Assigned task — All lines of the entries with "below" in them must be listed.

START Source material

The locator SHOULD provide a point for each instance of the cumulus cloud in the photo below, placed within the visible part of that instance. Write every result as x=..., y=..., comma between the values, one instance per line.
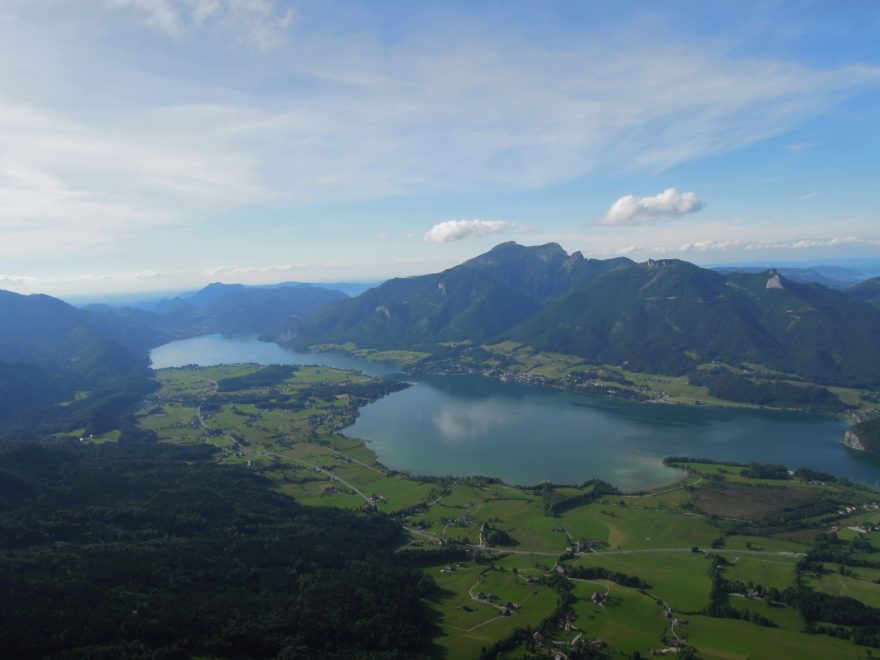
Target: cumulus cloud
x=633, y=210
x=456, y=230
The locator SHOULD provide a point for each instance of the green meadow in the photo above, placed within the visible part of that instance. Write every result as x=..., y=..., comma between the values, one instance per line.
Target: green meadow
x=529, y=547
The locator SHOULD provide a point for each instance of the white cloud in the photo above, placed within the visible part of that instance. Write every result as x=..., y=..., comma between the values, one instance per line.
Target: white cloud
x=67, y=185
x=456, y=230
x=632, y=210
x=258, y=22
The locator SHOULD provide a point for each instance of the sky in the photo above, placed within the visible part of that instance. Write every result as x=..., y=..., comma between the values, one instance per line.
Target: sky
x=151, y=145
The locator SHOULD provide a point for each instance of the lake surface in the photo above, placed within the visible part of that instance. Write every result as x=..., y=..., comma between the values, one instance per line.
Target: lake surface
x=523, y=434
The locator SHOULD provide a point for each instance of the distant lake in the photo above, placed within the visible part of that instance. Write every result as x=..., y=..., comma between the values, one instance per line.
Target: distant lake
x=524, y=434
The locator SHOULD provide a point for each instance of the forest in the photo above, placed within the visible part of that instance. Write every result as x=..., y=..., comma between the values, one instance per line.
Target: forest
x=152, y=551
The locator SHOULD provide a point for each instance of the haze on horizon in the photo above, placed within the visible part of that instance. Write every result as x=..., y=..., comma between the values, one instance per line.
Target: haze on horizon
x=161, y=144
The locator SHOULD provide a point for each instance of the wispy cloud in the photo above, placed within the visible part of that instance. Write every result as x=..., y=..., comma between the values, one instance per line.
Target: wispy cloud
x=722, y=246
x=261, y=23
x=456, y=230
x=68, y=185
x=632, y=210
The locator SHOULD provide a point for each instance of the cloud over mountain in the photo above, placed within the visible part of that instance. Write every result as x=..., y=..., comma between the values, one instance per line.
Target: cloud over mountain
x=633, y=210
x=456, y=230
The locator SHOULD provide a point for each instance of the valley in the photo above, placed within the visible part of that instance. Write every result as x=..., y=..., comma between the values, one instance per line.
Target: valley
x=714, y=562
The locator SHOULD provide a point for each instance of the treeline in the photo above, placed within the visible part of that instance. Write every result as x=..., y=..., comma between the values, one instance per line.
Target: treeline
x=153, y=551
x=723, y=384
x=760, y=470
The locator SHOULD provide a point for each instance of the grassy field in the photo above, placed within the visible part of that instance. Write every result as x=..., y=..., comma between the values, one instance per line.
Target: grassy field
x=289, y=430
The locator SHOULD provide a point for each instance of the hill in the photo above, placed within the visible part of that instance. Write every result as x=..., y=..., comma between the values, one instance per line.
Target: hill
x=668, y=316
x=232, y=309
x=665, y=316
x=472, y=302
x=64, y=368
x=864, y=436
x=867, y=291
x=834, y=277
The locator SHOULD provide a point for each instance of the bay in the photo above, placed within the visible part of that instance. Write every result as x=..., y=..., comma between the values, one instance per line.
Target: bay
x=524, y=434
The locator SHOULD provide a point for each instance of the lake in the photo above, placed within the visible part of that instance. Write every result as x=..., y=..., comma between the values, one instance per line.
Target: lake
x=524, y=434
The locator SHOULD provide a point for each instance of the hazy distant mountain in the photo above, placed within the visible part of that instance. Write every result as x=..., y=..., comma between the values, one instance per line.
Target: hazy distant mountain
x=541, y=272
x=667, y=316
x=868, y=291
x=834, y=277
x=474, y=301
x=52, y=353
x=233, y=309
x=662, y=316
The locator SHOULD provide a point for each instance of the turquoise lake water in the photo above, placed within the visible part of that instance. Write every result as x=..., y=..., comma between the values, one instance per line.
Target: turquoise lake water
x=523, y=434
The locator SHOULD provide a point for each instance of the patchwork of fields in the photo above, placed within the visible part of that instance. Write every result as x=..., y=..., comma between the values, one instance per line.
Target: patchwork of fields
x=712, y=566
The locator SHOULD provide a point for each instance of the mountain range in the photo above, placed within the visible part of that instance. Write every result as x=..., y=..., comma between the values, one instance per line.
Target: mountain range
x=66, y=367
x=664, y=316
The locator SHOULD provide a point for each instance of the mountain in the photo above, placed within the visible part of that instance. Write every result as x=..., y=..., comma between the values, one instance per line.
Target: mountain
x=665, y=316
x=541, y=272
x=833, y=277
x=668, y=316
x=867, y=291
x=459, y=304
x=474, y=301
x=62, y=367
x=233, y=309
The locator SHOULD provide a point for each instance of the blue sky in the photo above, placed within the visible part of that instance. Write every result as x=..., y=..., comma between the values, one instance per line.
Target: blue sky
x=161, y=144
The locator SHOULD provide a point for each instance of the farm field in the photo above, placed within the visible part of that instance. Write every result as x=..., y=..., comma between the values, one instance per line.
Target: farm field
x=544, y=570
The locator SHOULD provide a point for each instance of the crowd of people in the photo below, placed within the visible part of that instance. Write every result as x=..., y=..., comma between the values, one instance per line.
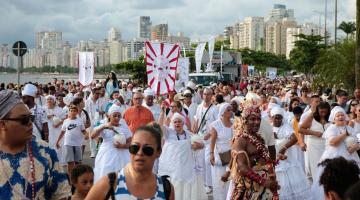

END Source material

Answer —
The locator SHOULD provide a point for each instance of the cumulus cloud in the photo below, placed within the visible part of that instance. Write every result as x=..., y=..., comma between the values, one instance per line.
The locator SHOULD provide a point for each instance of the crowd of people in the photo below, placed within the visible part of that instance. Write every result as x=..., y=..., comma between the values, one instance per line.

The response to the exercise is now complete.